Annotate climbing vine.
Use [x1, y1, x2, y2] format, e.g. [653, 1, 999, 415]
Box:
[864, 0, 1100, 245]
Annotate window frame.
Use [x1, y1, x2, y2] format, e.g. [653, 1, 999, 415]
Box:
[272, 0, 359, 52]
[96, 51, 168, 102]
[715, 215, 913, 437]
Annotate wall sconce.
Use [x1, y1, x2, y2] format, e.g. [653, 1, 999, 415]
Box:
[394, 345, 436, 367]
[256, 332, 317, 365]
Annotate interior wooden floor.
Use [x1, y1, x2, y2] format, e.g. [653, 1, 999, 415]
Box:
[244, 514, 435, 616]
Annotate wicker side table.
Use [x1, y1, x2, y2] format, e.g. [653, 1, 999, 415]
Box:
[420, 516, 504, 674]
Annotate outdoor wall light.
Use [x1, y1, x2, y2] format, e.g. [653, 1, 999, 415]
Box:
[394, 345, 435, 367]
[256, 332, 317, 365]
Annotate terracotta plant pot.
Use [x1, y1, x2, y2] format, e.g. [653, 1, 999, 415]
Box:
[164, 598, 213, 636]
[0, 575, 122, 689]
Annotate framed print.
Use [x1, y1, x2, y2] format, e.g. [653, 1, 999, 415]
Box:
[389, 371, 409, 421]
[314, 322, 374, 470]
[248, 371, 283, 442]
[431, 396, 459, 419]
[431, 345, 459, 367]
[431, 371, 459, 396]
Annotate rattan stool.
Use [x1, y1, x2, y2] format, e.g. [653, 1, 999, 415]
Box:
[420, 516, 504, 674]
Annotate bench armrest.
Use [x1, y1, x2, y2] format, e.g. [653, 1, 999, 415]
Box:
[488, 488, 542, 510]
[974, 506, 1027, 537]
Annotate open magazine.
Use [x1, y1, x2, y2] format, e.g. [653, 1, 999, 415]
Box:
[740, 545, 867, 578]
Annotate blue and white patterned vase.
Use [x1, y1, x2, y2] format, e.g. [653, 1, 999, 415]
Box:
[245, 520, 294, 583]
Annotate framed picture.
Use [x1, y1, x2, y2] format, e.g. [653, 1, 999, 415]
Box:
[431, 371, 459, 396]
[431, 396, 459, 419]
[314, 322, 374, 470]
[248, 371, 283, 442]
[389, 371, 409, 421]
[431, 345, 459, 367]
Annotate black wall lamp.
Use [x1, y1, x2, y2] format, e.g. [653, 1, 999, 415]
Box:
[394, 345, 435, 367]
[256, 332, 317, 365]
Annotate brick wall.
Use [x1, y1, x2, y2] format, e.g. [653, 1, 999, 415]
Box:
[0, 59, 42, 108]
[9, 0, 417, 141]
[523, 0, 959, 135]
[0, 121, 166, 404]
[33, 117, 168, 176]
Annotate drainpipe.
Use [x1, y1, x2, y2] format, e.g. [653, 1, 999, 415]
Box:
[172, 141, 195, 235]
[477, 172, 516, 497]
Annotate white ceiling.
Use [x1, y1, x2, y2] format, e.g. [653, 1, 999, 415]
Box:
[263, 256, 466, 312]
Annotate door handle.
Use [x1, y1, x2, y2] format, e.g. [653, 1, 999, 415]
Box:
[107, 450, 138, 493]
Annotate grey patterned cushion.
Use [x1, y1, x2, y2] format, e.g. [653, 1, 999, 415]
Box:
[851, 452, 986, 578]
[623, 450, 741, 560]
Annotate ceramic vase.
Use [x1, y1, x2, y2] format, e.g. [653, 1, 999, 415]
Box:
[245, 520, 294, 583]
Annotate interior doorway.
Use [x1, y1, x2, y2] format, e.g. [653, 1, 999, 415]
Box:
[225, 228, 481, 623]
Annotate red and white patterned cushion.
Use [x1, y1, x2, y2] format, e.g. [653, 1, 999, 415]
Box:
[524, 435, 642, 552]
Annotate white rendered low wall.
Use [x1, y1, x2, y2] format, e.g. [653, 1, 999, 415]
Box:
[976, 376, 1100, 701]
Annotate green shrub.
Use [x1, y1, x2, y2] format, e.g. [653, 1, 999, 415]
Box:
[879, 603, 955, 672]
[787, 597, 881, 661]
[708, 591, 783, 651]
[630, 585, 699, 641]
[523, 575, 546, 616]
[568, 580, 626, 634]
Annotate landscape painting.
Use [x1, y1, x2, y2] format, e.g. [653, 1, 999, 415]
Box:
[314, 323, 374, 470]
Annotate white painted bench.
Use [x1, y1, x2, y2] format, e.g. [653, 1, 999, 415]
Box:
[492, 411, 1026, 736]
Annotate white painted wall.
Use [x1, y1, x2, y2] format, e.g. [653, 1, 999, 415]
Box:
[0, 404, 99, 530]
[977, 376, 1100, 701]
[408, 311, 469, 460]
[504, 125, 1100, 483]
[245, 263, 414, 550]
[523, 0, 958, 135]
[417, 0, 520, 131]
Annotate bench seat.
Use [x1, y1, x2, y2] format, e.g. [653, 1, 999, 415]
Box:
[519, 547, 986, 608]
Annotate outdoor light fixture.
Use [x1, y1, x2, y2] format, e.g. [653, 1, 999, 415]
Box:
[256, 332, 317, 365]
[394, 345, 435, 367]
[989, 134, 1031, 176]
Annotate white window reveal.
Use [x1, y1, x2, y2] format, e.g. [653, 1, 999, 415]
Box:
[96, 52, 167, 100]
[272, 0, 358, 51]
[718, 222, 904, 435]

● ● ●

* [The task]: Reproduce, word for word, the lines of the data above, starting with the line that contains "Annotate black wall lamp." and going on through the line that contains "[33, 117, 168, 176]", both included.

* [Answer]:
Annotate black wall lamp.
Use [x1, y1, x2, y2] format, e.g. [653, 1, 999, 415]
Box:
[394, 345, 435, 367]
[256, 332, 317, 365]
Annotate brick wall.
Use [x1, y1, x2, y2] format, e.g. [653, 1, 999, 415]
Box:
[0, 59, 42, 108]
[9, 0, 417, 141]
[523, 0, 959, 135]
[0, 121, 166, 404]
[33, 117, 168, 176]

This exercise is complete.